What is needed |
Exclude all pictures, then copy each of the records exactly as written.

Given records |
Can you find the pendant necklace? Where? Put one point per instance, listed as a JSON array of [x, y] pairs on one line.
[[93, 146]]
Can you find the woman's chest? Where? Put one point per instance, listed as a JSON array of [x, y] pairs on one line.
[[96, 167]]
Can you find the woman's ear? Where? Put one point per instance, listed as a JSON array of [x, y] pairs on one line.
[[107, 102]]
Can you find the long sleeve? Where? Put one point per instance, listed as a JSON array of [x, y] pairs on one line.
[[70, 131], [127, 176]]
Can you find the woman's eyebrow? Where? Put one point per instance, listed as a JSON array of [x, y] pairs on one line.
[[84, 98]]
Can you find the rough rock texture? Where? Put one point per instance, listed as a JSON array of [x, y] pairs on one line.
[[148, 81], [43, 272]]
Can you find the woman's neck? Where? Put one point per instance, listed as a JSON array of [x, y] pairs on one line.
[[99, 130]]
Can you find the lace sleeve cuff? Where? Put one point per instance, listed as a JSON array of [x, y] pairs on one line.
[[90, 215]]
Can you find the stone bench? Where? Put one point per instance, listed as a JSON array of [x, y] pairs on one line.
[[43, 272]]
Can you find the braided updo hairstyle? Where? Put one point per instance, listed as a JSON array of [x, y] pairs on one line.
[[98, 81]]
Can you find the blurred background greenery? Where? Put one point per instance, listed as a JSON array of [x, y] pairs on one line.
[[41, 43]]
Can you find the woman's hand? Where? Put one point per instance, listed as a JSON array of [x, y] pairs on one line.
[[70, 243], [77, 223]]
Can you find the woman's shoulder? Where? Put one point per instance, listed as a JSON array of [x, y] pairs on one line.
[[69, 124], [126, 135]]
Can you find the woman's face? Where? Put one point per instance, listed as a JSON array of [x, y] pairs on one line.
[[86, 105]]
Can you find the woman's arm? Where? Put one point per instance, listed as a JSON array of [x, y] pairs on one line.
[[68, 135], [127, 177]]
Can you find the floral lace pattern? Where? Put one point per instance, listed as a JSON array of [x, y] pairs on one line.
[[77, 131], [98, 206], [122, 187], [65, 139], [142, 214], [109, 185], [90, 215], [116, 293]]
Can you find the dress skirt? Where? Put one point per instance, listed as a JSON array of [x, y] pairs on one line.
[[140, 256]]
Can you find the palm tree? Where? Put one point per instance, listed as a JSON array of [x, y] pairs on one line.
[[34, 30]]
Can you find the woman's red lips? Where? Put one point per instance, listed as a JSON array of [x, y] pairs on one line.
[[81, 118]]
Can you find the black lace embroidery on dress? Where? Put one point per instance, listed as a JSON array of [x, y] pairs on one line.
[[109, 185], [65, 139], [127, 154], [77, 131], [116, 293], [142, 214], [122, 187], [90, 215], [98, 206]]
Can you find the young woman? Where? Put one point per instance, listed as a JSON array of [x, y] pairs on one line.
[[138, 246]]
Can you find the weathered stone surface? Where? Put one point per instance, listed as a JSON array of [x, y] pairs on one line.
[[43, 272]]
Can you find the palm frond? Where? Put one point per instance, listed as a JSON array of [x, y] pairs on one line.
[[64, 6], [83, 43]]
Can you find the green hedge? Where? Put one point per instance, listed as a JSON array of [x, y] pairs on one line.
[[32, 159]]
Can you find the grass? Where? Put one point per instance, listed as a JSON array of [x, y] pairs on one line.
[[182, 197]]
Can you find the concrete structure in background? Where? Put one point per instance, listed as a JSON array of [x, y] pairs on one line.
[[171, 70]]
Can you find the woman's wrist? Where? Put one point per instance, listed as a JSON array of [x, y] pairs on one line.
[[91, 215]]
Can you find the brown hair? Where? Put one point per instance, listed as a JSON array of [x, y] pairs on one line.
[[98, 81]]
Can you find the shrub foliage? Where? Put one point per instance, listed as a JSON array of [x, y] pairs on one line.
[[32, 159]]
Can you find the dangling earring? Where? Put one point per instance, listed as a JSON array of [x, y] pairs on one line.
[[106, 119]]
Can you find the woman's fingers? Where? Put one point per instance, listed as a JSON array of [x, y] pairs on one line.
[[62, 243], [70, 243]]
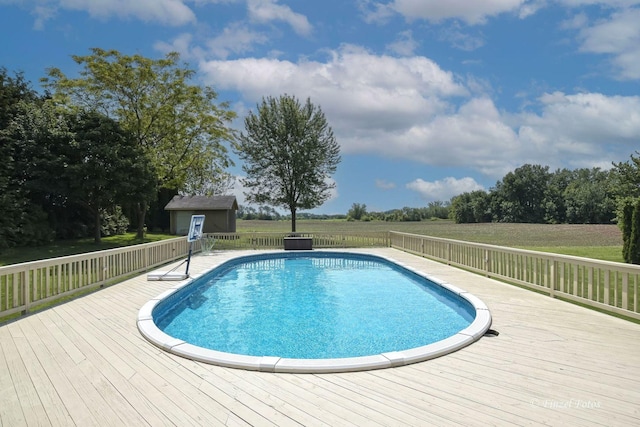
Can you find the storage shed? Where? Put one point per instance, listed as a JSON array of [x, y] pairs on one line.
[[219, 212]]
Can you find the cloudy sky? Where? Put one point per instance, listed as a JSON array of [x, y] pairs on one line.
[[427, 98]]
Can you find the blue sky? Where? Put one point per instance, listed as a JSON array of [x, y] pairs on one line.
[[427, 98]]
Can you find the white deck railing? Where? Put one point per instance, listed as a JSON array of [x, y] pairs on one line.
[[29, 284], [609, 286]]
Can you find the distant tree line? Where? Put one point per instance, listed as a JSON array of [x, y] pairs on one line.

Finished exercise |
Can you find the pendant necklace? Where? Put one point per instance, listed as a JSON array of [x, y] pairs on one line.
[[93, 146]]
Can you find the woman's chest? Where? Put one point per instance, listed as a JSON array of [x, y] pairs on one line.
[[96, 167]]
Can you find the woman's ear? Where? Put one point per instance, listed as a JSON array of [x, y] pairs on one line.
[[107, 102]]
Can you find the long sleeve? Where? Put one point per instance, listed as a JSON array of [x, y] pairs on one line.
[[70, 131], [127, 176]]
Can you find the woman's eyebrow? Where? Put one point per instance, listed as a JSON array of [x, y] pairs on one line.
[[84, 98]]
Can you find the rough rock texture? Where? Put one point per instance, listed as a JSON array of [x, y] pairs on one line.
[[148, 81], [43, 272]]
Can you find the woman's neck? Where? Put one point per instance, listed as a JSON array of [x, y] pairs on one line.
[[99, 130]]
Can you find the lace sleeve cuff? Where? Put one point per instance, listed as a JSON array of [x, y] pairs on one line.
[[90, 215]]
Can you find the stone bench? Where? Put one point per instance, listed as a JSON array of [x, y] pairs on one line.
[[43, 272]]
Can you find the braided updo hairstyle? Where? Put one point per instance, listed as a JSON array of [x, y] pairs on one line.
[[98, 81]]
Can you find the blurred background greenery? Where? Put one point per instance, listed as a JSON array of [x, y] pairs on one line.
[[41, 43]]
Can you find the woman's hand? Where? Put one point per instance, listed as a JSON array of [x, y] pairs on one line.
[[70, 243], [77, 223]]
Can you find the woman's shoulder? Where? Put one point per instance, listed as a JSON array of [x, y] pairs on one line.
[[69, 124], [126, 135]]
Can you find the woman's face? Where? Put one point per instance, listed as a JSON array of [x, y] pairs on one line.
[[86, 105]]
Can you find the woman's arm? Where? Put one point per instance, listed as a JSON array of [x, y] pairs on one line.
[[68, 135], [127, 177]]
Can you find the floral lace pattern? Where? Put one point per instance, listed as a JSON array of [x, y] pairs on one line.
[[77, 131], [98, 206], [122, 187], [65, 139], [142, 214], [109, 185], [90, 215], [116, 293]]
Can you find the dress skirt? Where? Put one point per instance, listed as a JSON array of [x, y] pairs on one line.
[[140, 256]]
Can you find the palm tree? Where? Put one point per instance, listed as a JSON array of [x, y] pairs on one line.
[[34, 30]]
Can you find the woman's red lips? Where? Put one point per instance, listed as a JSON array of [x, y] pairs on one line.
[[81, 118]]
Can you find the black lace embroidery on dress? Where? Put one point per instance, listed as a JSON array of [x, y] pairs on one line.
[[109, 185], [65, 139], [127, 154], [77, 131], [116, 293], [142, 214], [122, 187], [90, 215], [98, 206]]
Can you find the young woman? Where? Put one point per instance, listed as a JSON array of [x, y] pairs on one line.
[[138, 246]]
Can you find the weathered stone surface? Where? Put one point per instance, listed as a JSON array of [x, y] pairs on one line.
[[43, 272]]
Can you find the palm frond? Where? Put one point per instance, listed as a JSON array of [x, y] pairs on one line.
[[64, 6], [83, 43]]
Can you find the green hedge? Where? Put one point per instance, listed as a JSON array of [x, y] pairs on one line.
[[32, 159]]
Can you find the grass? Where? Put one point per instance, listed as a JSON array of [x, y] pairs on one line.
[[182, 197]]
Can you find the concrete structure in background? Where? Put one point per instance, listed as a JSON array of [x, y] pairs on one line.
[[171, 70]]
Can you find the woman's wrist? Where? Put one point per instance, listed as a JSON array of [x, y] pairs on one line.
[[91, 215]]
Can you find the brown hair? Where? Put one point per instance, listed as a JSON array of [x, y] pairs on one line.
[[98, 81]]
Can you find the shrub foliage? Where? Put one point per instance, listed as a JSON array of [x, y] pairs on one line.
[[32, 159]]
Can you find the dangling earring? Where? Put one point per instance, listed as a JSON array of [x, y] pairs on one line.
[[106, 119]]
Can you find the woman's fingers? Where? Put one point per instance, listed as a JSON array of [x, y] pairs on one line.
[[62, 243], [70, 243]]
Can you find the storage shed? Where? Put one point per instance, listed as a JSON array of [x, y] pairs on one line.
[[219, 212]]
Can you find the cloudy sky? Where? Put one point per instance, listed as a JSON array of [x, y] pairs on one line.
[[427, 98]]
Can you find the blue sky? Where? Put one point per instance, listed as a JSON array of [x, y] pairs on one line.
[[427, 98]]
Can you find the white deck railing? Where? Put one point per instance, listed as a JSON array of [x, y] pairs on one line.
[[29, 284], [609, 286]]
Can you find the distant tree line? Where? Put one point per instance, listed as a JSON array of [x, y] pairs on one line.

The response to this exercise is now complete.